HAYIDION The Prizmah Journal


Nurturing in Day Schools Women’s Leadership

by Abby Sosland Issue: Nurturing Leadership
TOPICS : Leadership

Writing an article entitled “Nurturing Women’s Leadership in Day Schools” is a bit more complicated than it might seem. While many of the top leaders in Jewish education today are happy to discuss the issue, a number of women declined to have their names included in this piece and only spoke “off the record.” Even in 2009, when gender issues seem like a thing of the past, talking about women’s issues—in any area of Jewish professional life—still doesn’t feel safe to some people. Women fear complaining aloud; nobody wants to be labeled a “troublemaker.”

What exactly is going on? The position of women in day school leadership is better than it has ever been; women are well represented at the top tiers of educational leadership. According to the AVI CHAI Foundation’s 2007 survey of day school principals, nearly half (45%) of the principals of US day schools are women—a percentage that includes the Orthodox day schools, which are almost exclusively run by men.

In addition to the statistical reality, there is a clear consensus among much of the day school leadership that women’s voices are necessary in the highest rungs of Jewish educational institutions. Dr. Elliot Spiegel, headmaster at Solomon Schechter Day School of Westchester, stresses the importance of having a multiplicity of voices around the table. “Men and women have a different approach to everything: to leadership, to education, to G-d. After 40 years in this profession, it’s remarkable how noticeable [that] is when you sit around a table with women and men.”

Still, the AVI CHAI report shows that an important imbalance among principals remains.

--- Entries provided ---
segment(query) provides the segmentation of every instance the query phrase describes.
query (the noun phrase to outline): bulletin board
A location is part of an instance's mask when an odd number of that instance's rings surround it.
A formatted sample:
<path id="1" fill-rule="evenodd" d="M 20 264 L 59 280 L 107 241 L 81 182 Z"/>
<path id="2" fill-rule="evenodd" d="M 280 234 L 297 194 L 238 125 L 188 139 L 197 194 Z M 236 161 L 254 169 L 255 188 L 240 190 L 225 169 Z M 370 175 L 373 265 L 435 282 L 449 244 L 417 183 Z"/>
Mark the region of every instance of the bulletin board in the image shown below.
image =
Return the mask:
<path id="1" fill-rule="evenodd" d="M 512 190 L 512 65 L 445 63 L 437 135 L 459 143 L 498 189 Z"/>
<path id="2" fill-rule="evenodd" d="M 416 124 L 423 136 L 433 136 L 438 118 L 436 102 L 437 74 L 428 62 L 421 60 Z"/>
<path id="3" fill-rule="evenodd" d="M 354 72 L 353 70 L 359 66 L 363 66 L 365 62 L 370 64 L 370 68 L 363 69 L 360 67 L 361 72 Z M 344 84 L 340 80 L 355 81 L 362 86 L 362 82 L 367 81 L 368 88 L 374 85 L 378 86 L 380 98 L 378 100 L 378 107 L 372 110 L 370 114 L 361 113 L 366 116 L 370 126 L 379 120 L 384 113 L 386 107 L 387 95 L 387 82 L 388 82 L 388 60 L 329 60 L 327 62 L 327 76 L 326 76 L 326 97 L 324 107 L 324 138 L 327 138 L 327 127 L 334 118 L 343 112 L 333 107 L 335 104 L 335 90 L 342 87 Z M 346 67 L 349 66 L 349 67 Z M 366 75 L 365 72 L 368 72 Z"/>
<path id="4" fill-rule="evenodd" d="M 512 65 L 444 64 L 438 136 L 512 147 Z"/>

--- Work instructions ---
1. According to the article on women's leadership in day schools, what share of US day school principals are women?
2. Using the article on women's leadership in day schools, explain why some women declined to have their names included and spoke only "off the record." Answer in one to three sentences.
3. Please retype the article on women's leadership in day schools from "What exactly is" up to and including "run by men.".

--- Solutions in order ---
1. Nearly half (45%), according to the AVI CHAI Foundation's 2007 survey of day school principals.

2. Talking about women's issues in Jewish professional life still doesn't feel safe to some people. Women fear complaining aloud because nobody wants to be labeled a "troublemaker."

3.
What exactly is going on? The position of women in day school leadership is better than it has ever been; women are well represented at the top tiers of educational leadership. According to the AVI CHAI Foundation’s 2007 survey of day school principals, nearly half (45%) of the principals of US day schools are women—a percentage that includes the Orthodox day schools, which are almost exclusively run by men.